TASK DIRECTIONS: Gather every line of the listing that contains the word "roof", treating uppercase and lowercase letters as different.

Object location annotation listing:
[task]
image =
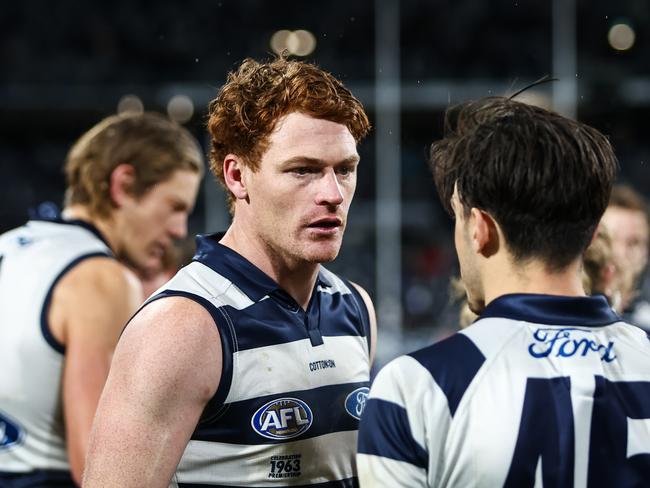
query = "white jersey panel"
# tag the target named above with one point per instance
(33, 258)
(515, 402)
(294, 381)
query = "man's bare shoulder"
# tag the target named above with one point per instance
(170, 342)
(101, 275)
(94, 299)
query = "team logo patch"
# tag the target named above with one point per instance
(355, 402)
(283, 418)
(10, 432)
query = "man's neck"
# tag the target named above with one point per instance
(532, 277)
(297, 278)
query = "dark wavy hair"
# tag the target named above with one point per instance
(544, 178)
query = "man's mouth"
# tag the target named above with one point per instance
(327, 223)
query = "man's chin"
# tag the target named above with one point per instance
(324, 254)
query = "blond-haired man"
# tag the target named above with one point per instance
(66, 291)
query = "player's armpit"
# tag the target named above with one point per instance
(89, 307)
(166, 368)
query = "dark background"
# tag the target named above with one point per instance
(65, 65)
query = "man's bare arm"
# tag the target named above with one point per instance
(166, 367)
(89, 308)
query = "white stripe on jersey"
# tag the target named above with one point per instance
(330, 449)
(470, 421)
(207, 283)
(257, 374)
(378, 472)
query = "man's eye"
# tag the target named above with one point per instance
(303, 171)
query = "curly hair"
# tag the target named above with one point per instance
(257, 95)
(154, 145)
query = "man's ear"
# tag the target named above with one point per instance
(233, 173)
(597, 230)
(484, 233)
(121, 184)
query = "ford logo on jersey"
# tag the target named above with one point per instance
(283, 418)
(355, 402)
(10, 432)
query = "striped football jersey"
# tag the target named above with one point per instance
(293, 384)
(33, 258)
(543, 391)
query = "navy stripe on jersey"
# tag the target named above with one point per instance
(45, 324)
(310, 324)
(346, 483)
(39, 478)
(453, 363)
(592, 311)
(322, 402)
(228, 346)
(387, 433)
(274, 320)
(363, 310)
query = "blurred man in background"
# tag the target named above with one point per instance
(548, 387)
(66, 292)
(252, 365)
(628, 223)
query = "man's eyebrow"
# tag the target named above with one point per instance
(319, 162)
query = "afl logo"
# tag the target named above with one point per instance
(10, 432)
(355, 402)
(283, 418)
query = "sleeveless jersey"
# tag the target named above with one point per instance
(32, 260)
(540, 391)
(293, 384)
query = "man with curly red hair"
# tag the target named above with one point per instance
(252, 364)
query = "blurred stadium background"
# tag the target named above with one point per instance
(66, 64)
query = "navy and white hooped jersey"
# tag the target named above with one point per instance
(294, 382)
(541, 391)
(32, 260)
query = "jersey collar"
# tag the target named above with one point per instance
(230, 264)
(591, 311)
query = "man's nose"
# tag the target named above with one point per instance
(330, 192)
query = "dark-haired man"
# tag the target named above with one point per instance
(548, 387)
(251, 368)
(64, 297)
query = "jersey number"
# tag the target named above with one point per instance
(619, 438)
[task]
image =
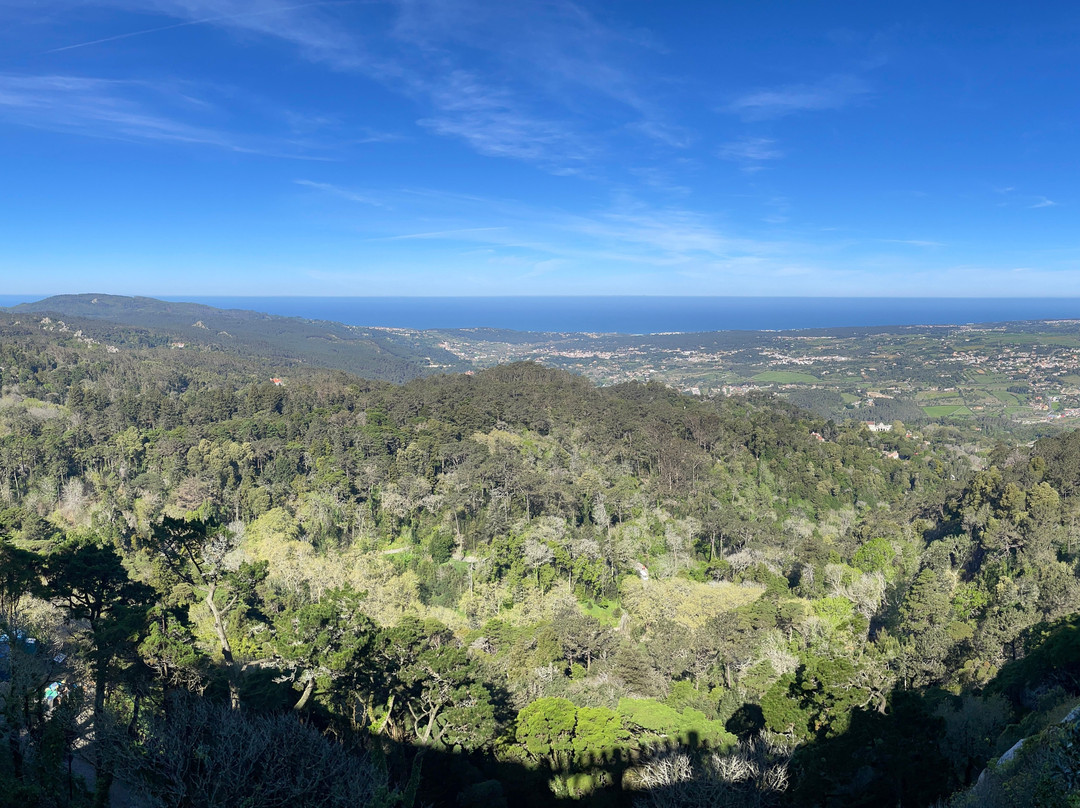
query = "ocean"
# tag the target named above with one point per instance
(628, 314)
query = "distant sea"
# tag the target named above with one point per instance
(629, 314)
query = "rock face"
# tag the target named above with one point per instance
(1072, 719)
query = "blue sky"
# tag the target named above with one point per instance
(458, 147)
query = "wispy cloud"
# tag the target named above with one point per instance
(129, 110)
(914, 242)
(493, 123)
(343, 193)
(534, 82)
(831, 93)
(467, 231)
(751, 152)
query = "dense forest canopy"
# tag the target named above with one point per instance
(510, 588)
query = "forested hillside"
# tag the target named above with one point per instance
(378, 353)
(508, 588)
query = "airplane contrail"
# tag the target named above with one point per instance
(191, 22)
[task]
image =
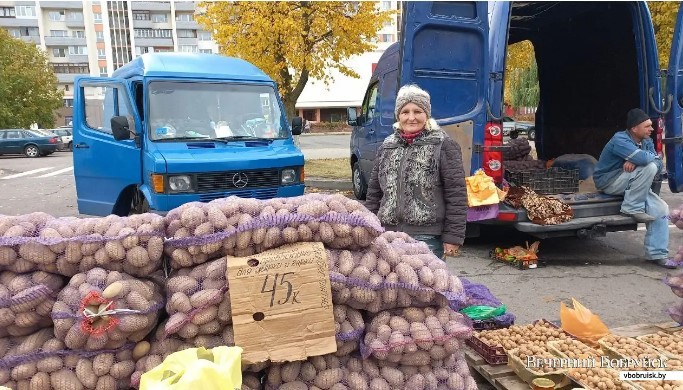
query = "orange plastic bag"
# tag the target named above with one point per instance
(582, 324)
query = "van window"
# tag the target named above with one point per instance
(369, 104)
(388, 100)
(103, 103)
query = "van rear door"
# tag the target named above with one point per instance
(444, 50)
(673, 141)
(103, 166)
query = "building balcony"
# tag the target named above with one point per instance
(61, 4)
(65, 41)
(193, 25)
(187, 41)
(185, 6)
(165, 42)
(13, 22)
(78, 58)
(150, 6)
(74, 23)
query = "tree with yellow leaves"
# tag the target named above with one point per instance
(294, 41)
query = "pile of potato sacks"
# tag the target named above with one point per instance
(87, 305)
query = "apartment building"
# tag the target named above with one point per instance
(97, 37)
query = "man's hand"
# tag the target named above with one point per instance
(450, 249)
(629, 166)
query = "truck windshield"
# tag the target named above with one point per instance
(191, 110)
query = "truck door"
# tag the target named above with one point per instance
(673, 141)
(103, 166)
(444, 50)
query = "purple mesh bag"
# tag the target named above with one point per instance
(40, 361)
(67, 246)
(234, 226)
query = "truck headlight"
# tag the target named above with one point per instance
(181, 183)
(288, 176)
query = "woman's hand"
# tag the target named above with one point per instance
(450, 249)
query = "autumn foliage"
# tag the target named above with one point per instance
(294, 41)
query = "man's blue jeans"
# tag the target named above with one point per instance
(639, 198)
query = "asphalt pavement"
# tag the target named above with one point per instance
(607, 274)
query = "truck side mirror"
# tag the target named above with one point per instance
(352, 118)
(297, 125)
(120, 128)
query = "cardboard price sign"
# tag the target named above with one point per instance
(281, 303)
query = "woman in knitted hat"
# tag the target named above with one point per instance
(418, 183)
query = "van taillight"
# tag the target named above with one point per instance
(660, 134)
(493, 160)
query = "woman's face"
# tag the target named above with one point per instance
(412, 118)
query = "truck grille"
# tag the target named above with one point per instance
(225, 181)
(267, 193)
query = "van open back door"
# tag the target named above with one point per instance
(673, 140)
(444, 50)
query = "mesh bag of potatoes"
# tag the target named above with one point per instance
(42, 362)
(103, 309)
(335, 373)
(415, 336)
(71, 245)
(26, 301)
(395, 271)
(241, 227)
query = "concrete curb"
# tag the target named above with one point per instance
(329, 184)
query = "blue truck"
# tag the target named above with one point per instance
(171, 128)
(596, 60)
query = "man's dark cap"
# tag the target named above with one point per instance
(635, 117)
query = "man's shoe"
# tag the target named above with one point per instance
(663, 263)
(640, 217)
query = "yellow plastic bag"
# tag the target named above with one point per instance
(481, 190)
(582, 324)
(218, 368)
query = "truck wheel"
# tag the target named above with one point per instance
(360, 187)
(31, 151)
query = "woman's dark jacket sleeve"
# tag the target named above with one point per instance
(454, 192)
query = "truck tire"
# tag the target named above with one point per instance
(360, 187)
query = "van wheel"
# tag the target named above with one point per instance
(31, 151)
(360, 187)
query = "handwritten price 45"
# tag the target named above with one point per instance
(280, 285)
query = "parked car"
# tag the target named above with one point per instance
(28, 142)
(66, 137)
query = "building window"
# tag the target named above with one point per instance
(7, 12)
(187, 33)
(59, 52)
(188, 48)
(72, 15)
(78, 50)
(56, 16)
(141, 15)
(159, 18)
(184, 17)
(27, 11)
(204, 36)
(71, 68)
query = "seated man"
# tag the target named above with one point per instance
(627, 166)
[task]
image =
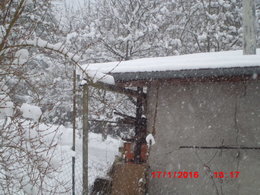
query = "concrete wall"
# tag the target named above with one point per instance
(205, 114)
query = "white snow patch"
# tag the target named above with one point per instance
(6, 106)
(211, 60)
(150, 139)
(31, 112)
(22, 56)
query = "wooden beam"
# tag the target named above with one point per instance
(122, 90)
(249, 27)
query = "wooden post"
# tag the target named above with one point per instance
(85, 140)
(249, 27)
(74, 131)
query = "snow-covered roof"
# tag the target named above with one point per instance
(226, 63)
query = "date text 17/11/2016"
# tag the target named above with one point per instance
(186, 174)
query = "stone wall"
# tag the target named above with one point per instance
(205, 114)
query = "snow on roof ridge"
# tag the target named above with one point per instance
(210, 60)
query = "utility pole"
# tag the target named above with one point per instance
(85, 140)
(249, 27)
(74, 131)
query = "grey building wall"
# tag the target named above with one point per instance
(205, 114)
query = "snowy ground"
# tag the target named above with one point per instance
(101, 156)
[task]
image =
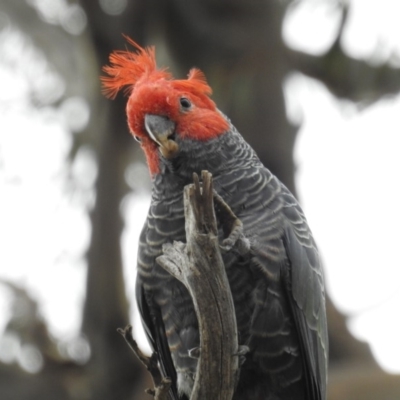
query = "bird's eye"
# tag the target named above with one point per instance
(185, 103)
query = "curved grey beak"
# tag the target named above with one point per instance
(159, 128)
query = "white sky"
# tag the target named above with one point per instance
(348, 164)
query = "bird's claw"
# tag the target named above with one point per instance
(194, 353)
(232, 227)
(242, 351)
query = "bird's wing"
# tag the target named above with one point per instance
(154, 328)
(304, 286)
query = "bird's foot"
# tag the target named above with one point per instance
(242, 351)
(194, 353)
(232, 227)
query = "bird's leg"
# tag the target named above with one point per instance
(232, 227)
(242, 351)
(194, 353)
(161, 384)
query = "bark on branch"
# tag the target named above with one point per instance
(199, 266)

SOLUTION TO THIS EXERCISE:
query = "snow-covered roof"
query = "snow on roof ridge"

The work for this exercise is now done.